[Data items]
================================

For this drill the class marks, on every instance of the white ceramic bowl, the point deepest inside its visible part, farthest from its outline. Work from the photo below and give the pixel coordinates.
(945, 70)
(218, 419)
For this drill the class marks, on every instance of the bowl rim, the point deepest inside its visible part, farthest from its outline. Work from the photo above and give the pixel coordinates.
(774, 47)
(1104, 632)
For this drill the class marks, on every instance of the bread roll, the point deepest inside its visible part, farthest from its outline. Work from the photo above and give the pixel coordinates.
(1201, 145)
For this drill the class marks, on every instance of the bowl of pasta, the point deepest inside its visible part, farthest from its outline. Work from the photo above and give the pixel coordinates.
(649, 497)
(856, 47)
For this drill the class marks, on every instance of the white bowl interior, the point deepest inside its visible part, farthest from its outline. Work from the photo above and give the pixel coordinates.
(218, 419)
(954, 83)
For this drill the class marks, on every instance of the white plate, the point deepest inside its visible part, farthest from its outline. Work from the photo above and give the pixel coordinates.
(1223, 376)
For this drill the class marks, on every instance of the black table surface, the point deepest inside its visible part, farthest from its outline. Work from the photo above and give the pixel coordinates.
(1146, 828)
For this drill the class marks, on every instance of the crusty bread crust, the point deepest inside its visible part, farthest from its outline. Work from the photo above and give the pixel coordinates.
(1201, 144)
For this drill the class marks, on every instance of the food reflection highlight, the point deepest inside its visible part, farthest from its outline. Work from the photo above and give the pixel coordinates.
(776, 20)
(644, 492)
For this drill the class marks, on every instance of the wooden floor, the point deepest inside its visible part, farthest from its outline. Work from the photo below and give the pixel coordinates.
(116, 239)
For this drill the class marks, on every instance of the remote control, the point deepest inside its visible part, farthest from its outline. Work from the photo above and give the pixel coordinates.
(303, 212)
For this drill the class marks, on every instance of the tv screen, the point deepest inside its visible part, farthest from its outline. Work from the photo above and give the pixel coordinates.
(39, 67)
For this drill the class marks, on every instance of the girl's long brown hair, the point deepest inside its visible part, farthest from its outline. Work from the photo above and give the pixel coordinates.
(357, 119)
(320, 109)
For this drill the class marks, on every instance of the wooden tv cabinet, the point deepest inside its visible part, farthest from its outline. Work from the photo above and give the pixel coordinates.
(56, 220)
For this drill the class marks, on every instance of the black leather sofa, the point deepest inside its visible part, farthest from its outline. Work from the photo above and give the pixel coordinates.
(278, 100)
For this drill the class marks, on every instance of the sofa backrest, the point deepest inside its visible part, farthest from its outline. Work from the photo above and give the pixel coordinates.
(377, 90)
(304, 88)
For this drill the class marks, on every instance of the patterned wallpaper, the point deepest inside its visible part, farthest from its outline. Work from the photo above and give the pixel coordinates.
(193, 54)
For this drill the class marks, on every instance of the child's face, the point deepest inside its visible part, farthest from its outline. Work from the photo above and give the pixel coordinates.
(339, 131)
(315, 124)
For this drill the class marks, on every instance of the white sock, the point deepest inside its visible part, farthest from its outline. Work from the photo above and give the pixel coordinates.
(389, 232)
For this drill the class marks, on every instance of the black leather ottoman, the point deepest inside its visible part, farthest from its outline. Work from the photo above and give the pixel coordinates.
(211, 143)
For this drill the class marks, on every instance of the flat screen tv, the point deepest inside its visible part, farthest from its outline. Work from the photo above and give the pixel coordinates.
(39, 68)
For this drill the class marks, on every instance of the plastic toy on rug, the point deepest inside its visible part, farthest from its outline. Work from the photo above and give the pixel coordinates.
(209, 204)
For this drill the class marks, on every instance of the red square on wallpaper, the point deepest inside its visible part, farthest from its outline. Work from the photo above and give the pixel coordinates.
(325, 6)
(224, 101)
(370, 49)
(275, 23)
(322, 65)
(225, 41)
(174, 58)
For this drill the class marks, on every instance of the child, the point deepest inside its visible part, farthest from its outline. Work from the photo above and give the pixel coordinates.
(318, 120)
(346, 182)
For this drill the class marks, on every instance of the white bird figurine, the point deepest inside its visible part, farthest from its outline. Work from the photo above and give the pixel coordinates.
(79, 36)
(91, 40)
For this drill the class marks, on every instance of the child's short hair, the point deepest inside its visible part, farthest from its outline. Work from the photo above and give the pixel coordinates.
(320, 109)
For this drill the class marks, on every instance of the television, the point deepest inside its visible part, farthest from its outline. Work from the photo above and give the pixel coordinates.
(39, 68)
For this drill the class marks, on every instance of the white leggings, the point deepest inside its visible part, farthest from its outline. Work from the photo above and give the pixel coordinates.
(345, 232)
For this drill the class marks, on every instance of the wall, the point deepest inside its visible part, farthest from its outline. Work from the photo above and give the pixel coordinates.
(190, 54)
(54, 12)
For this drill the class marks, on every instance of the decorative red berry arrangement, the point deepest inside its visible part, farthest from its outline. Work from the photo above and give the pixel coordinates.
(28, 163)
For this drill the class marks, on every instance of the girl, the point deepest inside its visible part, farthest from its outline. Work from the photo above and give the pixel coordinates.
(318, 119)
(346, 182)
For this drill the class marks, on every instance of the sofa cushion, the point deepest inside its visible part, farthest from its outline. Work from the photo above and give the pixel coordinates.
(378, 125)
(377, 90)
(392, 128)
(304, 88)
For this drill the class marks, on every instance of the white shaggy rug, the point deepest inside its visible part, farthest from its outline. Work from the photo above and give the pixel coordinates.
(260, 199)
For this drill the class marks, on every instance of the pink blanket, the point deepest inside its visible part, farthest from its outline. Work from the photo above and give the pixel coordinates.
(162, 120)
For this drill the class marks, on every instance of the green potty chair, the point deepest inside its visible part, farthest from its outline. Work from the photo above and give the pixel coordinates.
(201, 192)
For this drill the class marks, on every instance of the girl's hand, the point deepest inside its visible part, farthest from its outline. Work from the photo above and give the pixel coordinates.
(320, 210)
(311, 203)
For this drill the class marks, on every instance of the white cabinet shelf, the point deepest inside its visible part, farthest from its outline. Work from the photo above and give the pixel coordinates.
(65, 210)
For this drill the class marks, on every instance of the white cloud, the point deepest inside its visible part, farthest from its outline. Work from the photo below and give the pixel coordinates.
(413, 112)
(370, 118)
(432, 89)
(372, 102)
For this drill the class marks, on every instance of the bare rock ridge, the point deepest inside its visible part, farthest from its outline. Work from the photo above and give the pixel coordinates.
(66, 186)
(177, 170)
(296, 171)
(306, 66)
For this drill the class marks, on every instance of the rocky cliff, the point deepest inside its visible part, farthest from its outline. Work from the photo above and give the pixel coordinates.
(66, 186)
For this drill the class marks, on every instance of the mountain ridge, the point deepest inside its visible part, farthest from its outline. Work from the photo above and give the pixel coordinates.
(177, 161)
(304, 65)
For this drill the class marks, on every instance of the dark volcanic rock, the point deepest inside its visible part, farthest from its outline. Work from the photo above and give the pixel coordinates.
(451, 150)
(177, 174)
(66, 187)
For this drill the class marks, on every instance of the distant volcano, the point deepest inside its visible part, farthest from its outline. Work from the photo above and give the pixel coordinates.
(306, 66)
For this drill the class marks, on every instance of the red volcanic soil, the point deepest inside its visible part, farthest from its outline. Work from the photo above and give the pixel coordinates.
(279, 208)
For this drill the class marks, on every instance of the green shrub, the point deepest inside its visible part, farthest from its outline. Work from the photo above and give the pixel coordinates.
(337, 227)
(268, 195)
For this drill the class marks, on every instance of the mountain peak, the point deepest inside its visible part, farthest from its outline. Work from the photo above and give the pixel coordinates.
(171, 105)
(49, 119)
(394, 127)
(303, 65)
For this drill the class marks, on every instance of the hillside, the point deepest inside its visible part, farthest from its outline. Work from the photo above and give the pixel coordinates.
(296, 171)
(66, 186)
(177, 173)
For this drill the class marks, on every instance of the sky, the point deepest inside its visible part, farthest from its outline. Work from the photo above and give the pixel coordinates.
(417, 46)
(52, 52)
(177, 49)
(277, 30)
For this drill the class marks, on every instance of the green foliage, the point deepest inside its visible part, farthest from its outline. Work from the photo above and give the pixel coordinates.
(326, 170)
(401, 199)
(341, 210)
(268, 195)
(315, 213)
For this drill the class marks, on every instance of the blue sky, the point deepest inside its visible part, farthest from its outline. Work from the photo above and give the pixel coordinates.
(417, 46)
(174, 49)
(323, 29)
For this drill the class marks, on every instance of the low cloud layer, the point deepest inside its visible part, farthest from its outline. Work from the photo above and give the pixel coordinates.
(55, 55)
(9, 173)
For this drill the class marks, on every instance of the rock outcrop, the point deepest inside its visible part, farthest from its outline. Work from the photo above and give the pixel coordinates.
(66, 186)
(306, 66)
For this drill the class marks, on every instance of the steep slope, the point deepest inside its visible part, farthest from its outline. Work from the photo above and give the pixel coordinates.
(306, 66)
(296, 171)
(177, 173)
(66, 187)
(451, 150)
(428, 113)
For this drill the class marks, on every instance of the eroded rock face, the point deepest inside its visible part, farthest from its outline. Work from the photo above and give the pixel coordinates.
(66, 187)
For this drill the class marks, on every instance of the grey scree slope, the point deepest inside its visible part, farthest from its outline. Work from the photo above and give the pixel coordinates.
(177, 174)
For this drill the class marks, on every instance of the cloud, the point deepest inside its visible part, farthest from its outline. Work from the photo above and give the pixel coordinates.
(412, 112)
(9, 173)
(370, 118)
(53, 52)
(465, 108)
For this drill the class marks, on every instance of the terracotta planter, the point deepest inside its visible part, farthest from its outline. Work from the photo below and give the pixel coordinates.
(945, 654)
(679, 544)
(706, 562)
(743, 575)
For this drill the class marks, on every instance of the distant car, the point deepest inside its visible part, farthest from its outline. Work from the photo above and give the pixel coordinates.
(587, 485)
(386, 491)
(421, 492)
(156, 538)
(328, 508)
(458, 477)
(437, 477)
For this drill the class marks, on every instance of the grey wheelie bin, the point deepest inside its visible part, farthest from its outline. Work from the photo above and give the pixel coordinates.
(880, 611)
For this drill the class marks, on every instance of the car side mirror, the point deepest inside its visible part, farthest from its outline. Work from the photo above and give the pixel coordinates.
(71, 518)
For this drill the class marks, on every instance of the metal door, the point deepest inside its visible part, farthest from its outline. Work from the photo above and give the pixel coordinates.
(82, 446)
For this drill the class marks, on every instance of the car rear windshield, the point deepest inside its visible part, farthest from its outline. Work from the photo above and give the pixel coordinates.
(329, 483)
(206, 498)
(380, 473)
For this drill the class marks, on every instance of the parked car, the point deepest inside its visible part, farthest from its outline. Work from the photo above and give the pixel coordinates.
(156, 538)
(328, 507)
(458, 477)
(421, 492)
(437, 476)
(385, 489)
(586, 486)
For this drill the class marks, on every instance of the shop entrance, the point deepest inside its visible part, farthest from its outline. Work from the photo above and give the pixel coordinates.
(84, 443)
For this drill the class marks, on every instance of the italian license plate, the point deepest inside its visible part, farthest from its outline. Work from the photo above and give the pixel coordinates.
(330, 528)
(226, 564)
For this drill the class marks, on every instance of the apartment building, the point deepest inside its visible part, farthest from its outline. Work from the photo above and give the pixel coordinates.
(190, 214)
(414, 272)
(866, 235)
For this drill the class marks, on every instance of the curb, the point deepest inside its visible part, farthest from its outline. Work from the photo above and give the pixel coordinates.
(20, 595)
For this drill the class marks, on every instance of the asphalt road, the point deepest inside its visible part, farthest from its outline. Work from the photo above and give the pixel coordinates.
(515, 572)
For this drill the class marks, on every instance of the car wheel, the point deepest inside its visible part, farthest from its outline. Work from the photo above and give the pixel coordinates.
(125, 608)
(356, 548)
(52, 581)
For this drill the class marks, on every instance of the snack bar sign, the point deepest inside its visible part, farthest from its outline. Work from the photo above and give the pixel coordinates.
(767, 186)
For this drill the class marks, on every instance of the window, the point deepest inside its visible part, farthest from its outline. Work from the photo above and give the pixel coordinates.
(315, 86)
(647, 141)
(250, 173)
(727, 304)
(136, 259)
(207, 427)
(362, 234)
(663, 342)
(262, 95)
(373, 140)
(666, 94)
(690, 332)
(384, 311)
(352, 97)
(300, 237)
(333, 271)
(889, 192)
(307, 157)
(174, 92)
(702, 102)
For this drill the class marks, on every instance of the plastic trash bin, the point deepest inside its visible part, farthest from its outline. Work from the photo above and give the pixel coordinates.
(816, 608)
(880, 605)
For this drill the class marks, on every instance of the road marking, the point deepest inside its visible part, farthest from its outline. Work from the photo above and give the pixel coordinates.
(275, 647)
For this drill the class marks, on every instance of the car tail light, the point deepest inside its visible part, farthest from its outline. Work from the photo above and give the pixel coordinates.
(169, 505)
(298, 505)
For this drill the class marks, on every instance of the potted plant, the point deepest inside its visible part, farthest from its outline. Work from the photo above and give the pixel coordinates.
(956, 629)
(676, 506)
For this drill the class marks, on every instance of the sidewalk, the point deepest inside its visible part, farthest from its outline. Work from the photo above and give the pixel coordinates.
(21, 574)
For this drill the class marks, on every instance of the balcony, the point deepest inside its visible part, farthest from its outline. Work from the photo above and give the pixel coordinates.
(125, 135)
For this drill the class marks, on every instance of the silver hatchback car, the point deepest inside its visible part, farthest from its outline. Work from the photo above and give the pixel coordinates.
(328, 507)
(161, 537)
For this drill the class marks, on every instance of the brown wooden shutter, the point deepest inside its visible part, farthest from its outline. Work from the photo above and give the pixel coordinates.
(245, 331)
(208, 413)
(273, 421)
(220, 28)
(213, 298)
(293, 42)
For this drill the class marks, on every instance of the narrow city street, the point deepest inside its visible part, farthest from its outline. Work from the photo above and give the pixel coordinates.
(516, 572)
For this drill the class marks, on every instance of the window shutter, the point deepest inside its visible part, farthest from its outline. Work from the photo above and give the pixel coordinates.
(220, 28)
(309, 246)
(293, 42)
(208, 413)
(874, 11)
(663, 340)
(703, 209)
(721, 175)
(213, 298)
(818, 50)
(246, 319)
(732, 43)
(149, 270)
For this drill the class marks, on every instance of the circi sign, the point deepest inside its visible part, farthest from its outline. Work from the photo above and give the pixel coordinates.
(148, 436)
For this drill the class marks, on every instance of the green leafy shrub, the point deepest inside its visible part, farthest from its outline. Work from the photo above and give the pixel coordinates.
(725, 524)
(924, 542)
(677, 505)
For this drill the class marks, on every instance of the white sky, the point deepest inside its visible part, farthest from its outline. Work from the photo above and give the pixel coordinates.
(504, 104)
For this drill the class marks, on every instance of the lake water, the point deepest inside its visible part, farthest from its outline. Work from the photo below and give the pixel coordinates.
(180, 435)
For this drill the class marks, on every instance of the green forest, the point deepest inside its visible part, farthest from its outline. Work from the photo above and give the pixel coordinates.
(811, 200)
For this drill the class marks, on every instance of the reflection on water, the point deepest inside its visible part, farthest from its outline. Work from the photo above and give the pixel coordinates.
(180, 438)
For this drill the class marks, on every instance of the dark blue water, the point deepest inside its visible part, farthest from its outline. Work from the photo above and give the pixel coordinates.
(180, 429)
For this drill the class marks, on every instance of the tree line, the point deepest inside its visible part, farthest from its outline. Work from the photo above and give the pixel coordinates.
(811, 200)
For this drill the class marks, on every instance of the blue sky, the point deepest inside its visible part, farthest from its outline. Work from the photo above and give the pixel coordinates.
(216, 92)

================================

- **Problem to solve**:
Repeat only the stretch of lines that opens with the line containing "of the lake" and closes with the final line of the entries, both included, exactly as written.

- **Task solution**:
For this drill the class marks, on every instance of the lake water, the point deepest inside its visible part, farthest from its outline. Work from the photo below and give the pixel coordinates.
(180, 435)
For this drill the class marks, on every instance of the green forest, the point deepest inside its visible part, farthest from its outline. Work from the photo above and give the pixel coordinates.
(811, 200)
For this drill the class marks, on every instance of the reflection on water, the point deepest inside its visible part, farthest from its outline. Work from the photo above and give the pixel coordinates.
(180, 438)
For this drill the class marks, on every instance of the dark blue water, the point deepest inside its visible part, farthest from its outline. Work from the photo above and give the pixel coordinates.
(180, 429)
For this drill the class marks, on every instance of the tree line, the point deepest inside its visible part, farthest from its outline. Work from the photo above and give the pixel coordinates.
(811, 200)
For this drill the class marks, on every instance of the blue sky, the point deepest inside its visible part, farthest from its outline. Work from the photo above and give the pixel coordinates.
(216, 92)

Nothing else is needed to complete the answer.